* Set problem
Identify each line of the data below that contains the word "black", and copy those lines out in full.

* Dataset rows
####
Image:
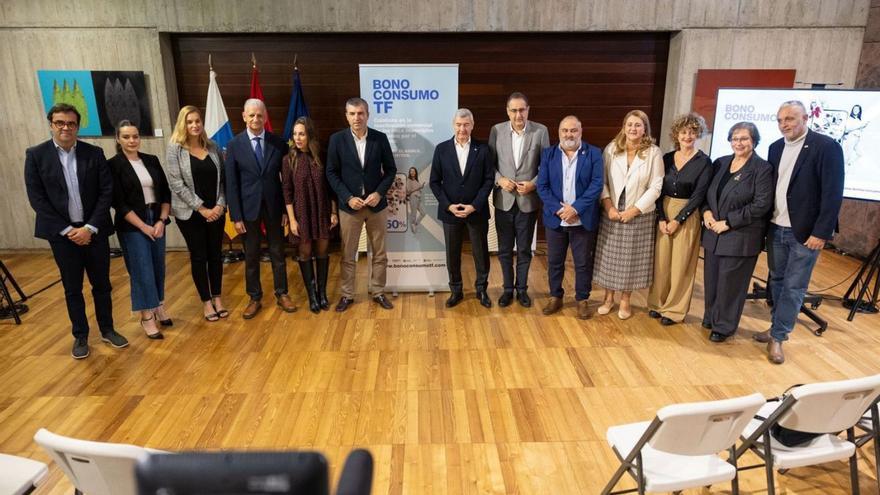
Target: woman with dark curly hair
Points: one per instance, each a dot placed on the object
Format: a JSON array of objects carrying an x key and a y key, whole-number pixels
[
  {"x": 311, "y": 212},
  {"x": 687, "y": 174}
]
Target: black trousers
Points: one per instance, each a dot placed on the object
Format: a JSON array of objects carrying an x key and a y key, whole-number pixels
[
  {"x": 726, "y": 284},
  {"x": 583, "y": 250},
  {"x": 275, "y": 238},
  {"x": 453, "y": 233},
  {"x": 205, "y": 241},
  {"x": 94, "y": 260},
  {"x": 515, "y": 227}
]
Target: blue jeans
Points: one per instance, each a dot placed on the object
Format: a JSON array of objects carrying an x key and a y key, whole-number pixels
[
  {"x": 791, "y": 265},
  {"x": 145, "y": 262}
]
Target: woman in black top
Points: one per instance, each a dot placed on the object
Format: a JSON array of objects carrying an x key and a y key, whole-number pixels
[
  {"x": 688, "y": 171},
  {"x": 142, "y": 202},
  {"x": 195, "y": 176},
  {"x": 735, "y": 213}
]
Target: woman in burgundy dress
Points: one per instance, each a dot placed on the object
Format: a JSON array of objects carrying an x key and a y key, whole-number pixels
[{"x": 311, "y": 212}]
####
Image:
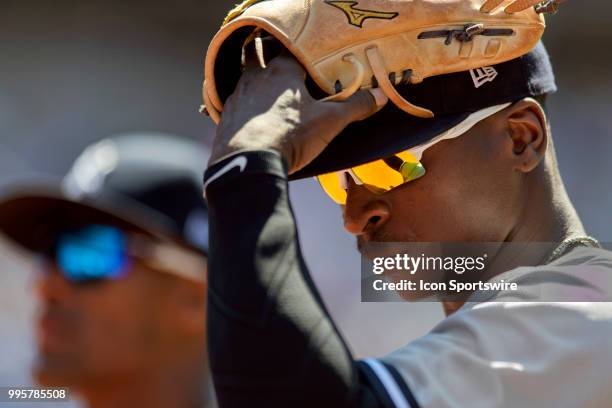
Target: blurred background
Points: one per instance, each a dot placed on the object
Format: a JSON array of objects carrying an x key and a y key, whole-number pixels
####
* Result of this exercise
Target: black trousers
Target: woman in black top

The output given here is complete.